▸ **Testo citato**
::::::
Matteo Zuppi (LaPresse)
Il documento sinodale della Chiesa italiana? Più di cento paragrafi utili solo a piantare bandierine ideologiche
L'imbarazzo dei vescovi costretti a rincorrere il solito “laicato impegnato” interessato a perorare solo due questioni: donne e lgbtq+
Il vescovo di San Miniato: “Ho sentito in più punti la forzatura di far diventare richiesta di tutti ciò che era solo di pochi e la difficoltà di chi doveva votare, senza ormai poter più far distinzioni, articoli in cui c’erano, tutte insieme, proposte non omogenee e – è una mia valutazione – tendenziose"
::::::
▸ **Dati forniti**

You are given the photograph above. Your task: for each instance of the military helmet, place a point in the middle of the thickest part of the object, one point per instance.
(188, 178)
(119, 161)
::::::
▸ **Compiti richiesti**
1. Riformuli in modo più conciso il paragrafo del testo citato che inizia con «Il vescovo di San Miniato:», mantenendone i fatti principali.
2. Elenchi tutte le persone, i gruppi e gli enti nominati nel testo citato.
3. Risponda alle seguenti domande sul testo citato.
(a) Quanti paragrafi conta il documento sinodale secondo il titolo?
(b) Quali sono le due questioni che il «laicato impegnato» intende perorare?
(c) Di quale città è il vescovo di cui si riportano le parole?

▸ **Risposte all'esercizio**
1. Il vescovo di San Miniato afferma di aver percepito in più punti la forzatura di presentare come richiesta di tutti ciò che era richiesto solo da pochi. Rileva inoltre la difficoltà di chi doveva votare articoli che riunivano, senza possibilità di distinguerle, proposte non omogenee e, a suo giudizio, tendenziose.

2.
- Matteo Zuppi
- LaPresse
- la Chiesa italiana
- i vescovi
- il «laicato impegnato»
- il vescovo di San Miniato

3.
(a) Più di cento.
(b) Le donne e le persone lgbtq+.
(c) Di San Miniato.